"""

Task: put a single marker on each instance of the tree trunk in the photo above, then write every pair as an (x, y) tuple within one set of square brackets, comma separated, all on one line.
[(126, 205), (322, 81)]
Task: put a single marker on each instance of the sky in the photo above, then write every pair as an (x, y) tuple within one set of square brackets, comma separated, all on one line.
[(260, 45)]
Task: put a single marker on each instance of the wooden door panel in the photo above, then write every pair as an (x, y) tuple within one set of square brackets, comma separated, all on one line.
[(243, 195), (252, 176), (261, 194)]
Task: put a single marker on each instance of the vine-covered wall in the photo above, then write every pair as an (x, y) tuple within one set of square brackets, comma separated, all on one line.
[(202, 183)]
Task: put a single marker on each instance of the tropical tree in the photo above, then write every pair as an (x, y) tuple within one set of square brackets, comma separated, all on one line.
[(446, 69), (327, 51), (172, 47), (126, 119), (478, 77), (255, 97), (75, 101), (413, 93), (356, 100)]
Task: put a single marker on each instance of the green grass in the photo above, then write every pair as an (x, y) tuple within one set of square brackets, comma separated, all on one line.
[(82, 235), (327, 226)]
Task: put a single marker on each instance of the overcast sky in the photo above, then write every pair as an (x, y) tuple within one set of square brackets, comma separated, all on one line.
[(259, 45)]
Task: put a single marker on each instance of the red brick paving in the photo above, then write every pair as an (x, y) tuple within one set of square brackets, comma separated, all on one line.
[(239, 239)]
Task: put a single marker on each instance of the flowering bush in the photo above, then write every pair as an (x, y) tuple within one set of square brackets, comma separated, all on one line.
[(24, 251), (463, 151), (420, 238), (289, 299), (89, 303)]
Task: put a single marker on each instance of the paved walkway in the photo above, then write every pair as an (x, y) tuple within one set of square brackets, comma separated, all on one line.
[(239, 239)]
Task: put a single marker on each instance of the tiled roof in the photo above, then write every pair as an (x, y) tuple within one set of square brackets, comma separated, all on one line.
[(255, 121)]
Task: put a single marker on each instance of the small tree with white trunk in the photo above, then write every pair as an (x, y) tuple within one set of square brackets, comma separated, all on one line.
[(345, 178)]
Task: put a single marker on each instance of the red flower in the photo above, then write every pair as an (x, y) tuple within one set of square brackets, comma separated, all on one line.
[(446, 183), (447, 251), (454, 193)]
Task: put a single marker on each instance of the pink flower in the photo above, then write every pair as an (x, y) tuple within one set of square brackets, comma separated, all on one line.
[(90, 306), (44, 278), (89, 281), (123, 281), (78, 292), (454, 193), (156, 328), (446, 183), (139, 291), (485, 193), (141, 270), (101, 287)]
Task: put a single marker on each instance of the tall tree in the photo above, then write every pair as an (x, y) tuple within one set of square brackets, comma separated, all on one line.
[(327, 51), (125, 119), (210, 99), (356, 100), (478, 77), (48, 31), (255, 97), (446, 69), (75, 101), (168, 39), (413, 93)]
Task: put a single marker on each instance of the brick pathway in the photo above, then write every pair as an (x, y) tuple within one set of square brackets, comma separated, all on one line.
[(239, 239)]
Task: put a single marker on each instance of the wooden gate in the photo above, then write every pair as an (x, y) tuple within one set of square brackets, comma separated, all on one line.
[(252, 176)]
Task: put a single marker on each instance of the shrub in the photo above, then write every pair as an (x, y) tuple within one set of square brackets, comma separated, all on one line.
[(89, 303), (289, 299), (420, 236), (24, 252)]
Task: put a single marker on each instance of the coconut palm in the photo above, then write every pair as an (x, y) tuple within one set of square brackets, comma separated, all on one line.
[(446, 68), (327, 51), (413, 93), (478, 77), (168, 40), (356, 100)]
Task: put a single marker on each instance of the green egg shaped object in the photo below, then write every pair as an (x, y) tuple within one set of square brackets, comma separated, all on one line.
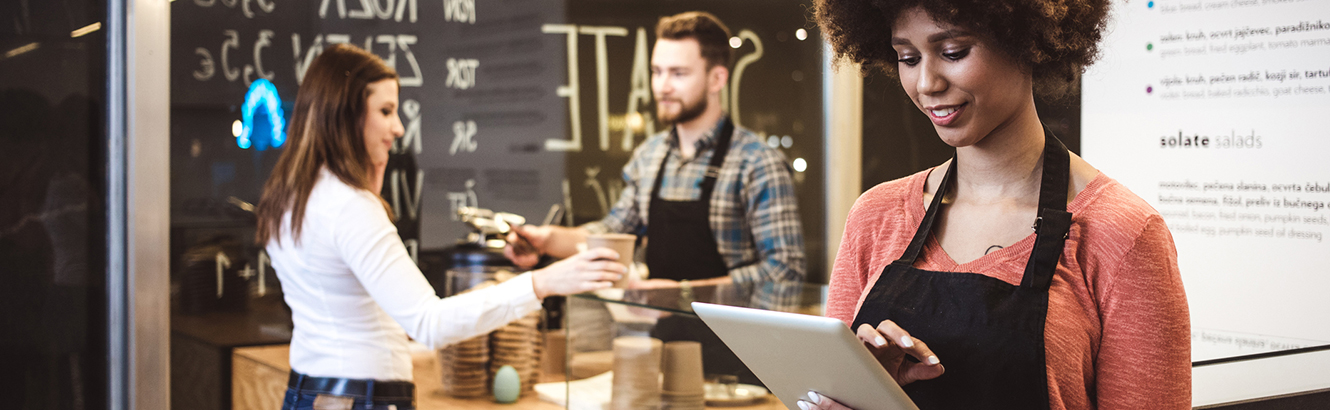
[(507, 385)]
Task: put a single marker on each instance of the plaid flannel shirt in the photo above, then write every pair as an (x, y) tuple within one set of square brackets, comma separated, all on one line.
[(754, 213)]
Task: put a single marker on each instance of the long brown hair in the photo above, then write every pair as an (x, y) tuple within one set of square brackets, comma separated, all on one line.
[(327, 129)]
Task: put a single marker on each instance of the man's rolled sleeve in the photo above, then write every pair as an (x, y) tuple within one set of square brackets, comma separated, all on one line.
[(773, 217)]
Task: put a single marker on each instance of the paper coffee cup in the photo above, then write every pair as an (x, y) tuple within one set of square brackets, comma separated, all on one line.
[(620, 242)]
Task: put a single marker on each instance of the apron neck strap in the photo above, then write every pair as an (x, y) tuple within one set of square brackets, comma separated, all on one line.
[(1051, 226), (713, 169)]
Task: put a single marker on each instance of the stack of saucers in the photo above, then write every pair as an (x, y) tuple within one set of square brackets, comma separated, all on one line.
[(464, 365), (518, 345)]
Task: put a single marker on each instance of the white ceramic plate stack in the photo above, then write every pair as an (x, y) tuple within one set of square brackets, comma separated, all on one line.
[(464, 368), (518, 345)]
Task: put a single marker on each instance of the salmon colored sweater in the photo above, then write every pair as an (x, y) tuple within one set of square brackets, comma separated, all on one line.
[(1117, 333)]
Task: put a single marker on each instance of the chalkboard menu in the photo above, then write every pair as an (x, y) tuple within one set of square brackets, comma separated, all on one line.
[(511, 105)]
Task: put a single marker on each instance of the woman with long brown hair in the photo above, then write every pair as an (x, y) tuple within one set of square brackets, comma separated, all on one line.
[(354, 293)]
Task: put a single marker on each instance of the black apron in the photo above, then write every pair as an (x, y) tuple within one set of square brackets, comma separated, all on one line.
[(988, 334), (680, 240), (682, 246)]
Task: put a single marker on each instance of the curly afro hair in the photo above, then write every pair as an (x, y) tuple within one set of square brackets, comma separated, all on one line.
[(1052, 39)]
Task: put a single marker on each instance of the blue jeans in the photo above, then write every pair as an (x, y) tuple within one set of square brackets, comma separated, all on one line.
[(305, 401)]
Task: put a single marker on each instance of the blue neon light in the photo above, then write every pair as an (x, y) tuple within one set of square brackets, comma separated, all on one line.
[(262, 93)]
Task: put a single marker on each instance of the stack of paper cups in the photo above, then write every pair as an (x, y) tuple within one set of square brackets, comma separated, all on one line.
[(684, 385), (637, 362)]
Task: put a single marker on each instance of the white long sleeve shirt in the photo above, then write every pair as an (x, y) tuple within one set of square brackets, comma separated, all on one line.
[(355, 294)]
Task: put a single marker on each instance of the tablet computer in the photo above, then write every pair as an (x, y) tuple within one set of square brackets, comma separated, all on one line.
[(796, 353)]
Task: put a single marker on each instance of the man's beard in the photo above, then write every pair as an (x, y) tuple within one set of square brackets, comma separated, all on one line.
[(685, 112)]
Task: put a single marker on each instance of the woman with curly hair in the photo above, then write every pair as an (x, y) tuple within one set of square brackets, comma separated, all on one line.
[(355, 294), (1014, 276)]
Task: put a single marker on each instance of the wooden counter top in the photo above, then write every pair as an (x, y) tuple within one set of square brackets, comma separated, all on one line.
[(258, 382)]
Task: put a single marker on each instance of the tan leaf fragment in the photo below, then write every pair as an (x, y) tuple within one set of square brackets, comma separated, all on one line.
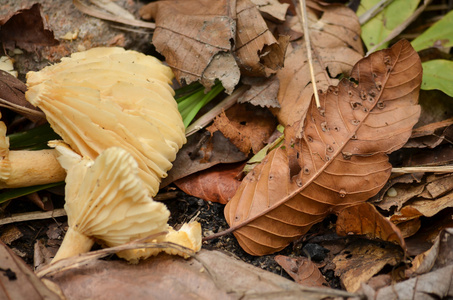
[(302, 270), (216, 184), (364, 219), (338, 160), (227, 38)]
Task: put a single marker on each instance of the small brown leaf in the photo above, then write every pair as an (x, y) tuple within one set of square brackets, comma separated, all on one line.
[(431, 135), (26, 29), (302, 270), (198, 46), (335, 38), (262, 92), (339, 158), (216, 184), (201, 152), (364, 219)]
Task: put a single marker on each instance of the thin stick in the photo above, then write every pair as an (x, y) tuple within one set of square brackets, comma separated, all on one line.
[(33, 216), (433, 169), (304, 20)]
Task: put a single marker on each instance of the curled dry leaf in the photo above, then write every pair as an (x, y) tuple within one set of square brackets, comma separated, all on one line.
[(26, 29), (364, 219), (335, 39), (12, 96), (227, 38), (338, 160)]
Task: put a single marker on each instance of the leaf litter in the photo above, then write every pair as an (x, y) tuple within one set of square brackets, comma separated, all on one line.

"""

Write out again only the lines from the line containing "the blue jeans" through the line containing "[(262, 93)]", both included. Keep the requests unchanged, but multiply every x and y coordinate in the answers by 1.6, rounding each to a whole number with halves rounded up.

Task: put a single marker on each instance of the blue jeans in the photo above, then write every pair as an (x, y) tuple within one set of square brackets, comma separated, all on one line.
[(488, 642)]
Task: put a single marker on each instance of the blue neon light in the photo above, then write every pair as an (x, y) tuple within one set of square brackets, comma separated, all on one line.
[(419, 149)]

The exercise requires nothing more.